Write what comes next in the forum thread about the stair step that is neither a tread nor a landing, starting after its last post.

### Page
◆ ◆ ◆
# Not a tread or a landing



## Sifu (Mar 29, 2012)

View attachment 1275

	

		
			
		

		
	
I don't see this as a compliant tread or a compliant landing.  Too large for a tread (not uniform) and too small for a landing (not 36" in direction of travel).  It causes a disruption in the rhythm of travel.  Therefore not permitted.  Anybody have a dissenting opinion?

View attachment 1674


View attachment 1674


/monthly_2012_03/HPIM0014.JPG.8e2504027fbac8578cd23f6aca3df9c8.JPG


----------



## north star (Mar 29, 2012)

*& & &*

Pictures... ??  ...more info please!

*& & &*


----------



## Sifu (Mar 29, 2012)

This is my first picture post so still trying to figure it out.  I edited the post after I saw it wasn't there.  It should be there now???


----------



## north star (Mar 29, 2012)

*=  =  =*

*What are your options?*

*=  =  =*


----------



## Sifu (Mar 29, 2012)

This occured on the first house this builder did under the newly adopted codes in this jurisdiction.  I informed him then it would not work in the future, let him slide on that one since none of the other adjacent jurisdictions have been enforcing it and told him I wouldn't approve it again.  He did it again.  Now I want to make sure before he is forced to make a design change since this is one of his best selling models.  I suggested compliant winders or a real landing but he can figure out whatever he wants.


----------



## gbhammer (Mar 29, 2012)

Is there another means of egress because it may be a not-a-stair.
◆ ◆ ◆
Records from a data source
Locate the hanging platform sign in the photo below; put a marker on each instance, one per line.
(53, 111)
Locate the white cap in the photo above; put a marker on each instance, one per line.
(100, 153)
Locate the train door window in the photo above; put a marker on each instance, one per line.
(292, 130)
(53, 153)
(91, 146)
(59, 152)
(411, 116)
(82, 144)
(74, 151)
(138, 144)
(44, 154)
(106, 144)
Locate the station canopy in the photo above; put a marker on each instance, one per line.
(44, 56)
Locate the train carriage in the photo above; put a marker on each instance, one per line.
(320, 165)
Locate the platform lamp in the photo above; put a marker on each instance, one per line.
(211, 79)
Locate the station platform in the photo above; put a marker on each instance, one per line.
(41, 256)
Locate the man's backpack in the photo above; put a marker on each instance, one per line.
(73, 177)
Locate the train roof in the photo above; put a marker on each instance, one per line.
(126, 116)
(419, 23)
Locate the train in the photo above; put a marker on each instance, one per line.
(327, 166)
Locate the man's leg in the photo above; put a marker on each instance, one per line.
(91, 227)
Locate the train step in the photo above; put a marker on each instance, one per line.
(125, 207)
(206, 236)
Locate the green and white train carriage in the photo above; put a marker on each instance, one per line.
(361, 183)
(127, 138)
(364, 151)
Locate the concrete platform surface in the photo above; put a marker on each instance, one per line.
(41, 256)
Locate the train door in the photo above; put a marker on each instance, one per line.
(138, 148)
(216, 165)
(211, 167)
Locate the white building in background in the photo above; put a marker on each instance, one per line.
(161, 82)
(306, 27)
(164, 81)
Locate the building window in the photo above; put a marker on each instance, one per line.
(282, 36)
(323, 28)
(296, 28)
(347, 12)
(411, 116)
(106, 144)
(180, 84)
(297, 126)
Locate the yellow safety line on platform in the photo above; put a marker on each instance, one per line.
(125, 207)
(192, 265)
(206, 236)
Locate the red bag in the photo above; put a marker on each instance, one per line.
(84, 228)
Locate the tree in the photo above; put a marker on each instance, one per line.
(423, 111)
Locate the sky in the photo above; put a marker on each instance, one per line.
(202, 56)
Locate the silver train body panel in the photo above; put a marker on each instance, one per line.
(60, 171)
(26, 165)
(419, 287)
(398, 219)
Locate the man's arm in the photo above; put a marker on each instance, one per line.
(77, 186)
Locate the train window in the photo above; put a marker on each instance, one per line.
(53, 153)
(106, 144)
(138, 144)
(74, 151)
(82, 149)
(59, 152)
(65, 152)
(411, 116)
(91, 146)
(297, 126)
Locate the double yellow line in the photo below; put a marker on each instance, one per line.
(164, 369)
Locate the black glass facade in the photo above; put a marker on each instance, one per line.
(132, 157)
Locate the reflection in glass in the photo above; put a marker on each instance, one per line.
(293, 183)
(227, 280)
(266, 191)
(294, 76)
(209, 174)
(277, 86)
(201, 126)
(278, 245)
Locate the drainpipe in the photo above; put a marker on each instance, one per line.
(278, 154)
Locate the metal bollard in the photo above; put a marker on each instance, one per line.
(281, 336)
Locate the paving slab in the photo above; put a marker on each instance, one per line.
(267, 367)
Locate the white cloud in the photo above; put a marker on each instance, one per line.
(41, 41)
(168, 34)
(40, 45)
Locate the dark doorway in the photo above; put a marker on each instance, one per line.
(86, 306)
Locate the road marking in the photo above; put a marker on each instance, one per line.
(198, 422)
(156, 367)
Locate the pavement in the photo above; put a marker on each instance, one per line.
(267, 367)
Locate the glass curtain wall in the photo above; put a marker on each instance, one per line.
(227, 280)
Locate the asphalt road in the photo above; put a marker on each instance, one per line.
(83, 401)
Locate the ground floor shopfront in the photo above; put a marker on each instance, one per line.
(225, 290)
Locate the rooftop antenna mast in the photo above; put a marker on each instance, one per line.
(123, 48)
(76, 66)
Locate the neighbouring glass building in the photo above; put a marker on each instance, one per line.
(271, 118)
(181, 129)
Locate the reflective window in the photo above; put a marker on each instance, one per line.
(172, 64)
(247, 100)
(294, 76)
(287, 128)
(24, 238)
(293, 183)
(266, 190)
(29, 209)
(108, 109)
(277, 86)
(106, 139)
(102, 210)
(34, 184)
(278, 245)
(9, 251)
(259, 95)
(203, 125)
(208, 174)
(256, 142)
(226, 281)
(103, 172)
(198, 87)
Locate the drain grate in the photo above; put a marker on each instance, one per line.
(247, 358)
◆ ◆ ◆
### Exercise output
See thread: http://www.inspectpa.com/forum/showthread.php?8139-NFPA-101-just-what-is-it


----------



## north star (Mar 29, 2012)

*= = =*



"IF" it were me, I too would provide a workable solution for the

builder as well........You are most definitely on the right path.

Design change, .."YES!"......On this particular one, request that

he install some decorative ballusters & sturdy / well anchored /

functional handrailing, AND document the inspection with the

builder......"This simply cannot happen again, or else!".....Also,

try to educate him / them along the way.



FWIW, technically, ..." gbhammer " could be right.......This

might be one of those *"thingies". * 



*= = =*


----------



## mark handler (Mar 29, 2012)

It appears to be a wininding tread, and not a landing. And it appears to comply with wininding tread requirements


----------



## Sifu (Mar 29, 2012)

I recently read that thread about the spirals.  In this case it is the only moe for three bedrooms, not sure I can justify it as a ladder on this one.  Some background on this customer.  He is a top local builder/seller and is very well connected.  I have been holding his hand since the day I got here, letting him slide all over the place.  He can't seem to understand that the "but it sells" argument doesn't hold water.  I gave him the workable solution on the last house and told him it can't happen again.  As far as education, while explaining all of this stuff to him he admitted he actually tripped on that spot because of the rhythym disruption, of course he doesn't care because it sells.  Afraid if I give him this house it will just be kicking the can down the road and giving more ammunition for him to say that I let him do it in the past.


----------



## rogerpa (Mar 29, 2012)

I agree with Mark. It's a "winder". WINDER. A tread with nonparallel edges. See R311.7.4.2


----------



## north star (Mar 29, 2012)

*= = =*

With this new info, and the admittance of himself tripping in

that very spot, I will now change course and state that it is

time to "stop kicking the can" and have him redo the

construction of the MOE stairway and to do it in a compliant

manner.

"Well connected you say..." Hmmmmm!..........Inform him of

your inspection results "in writing", along with chapter &

verse of the applicable code sections, then see where it goes.

They either hired you to enforce the codes or they didn't.

What's it going to be?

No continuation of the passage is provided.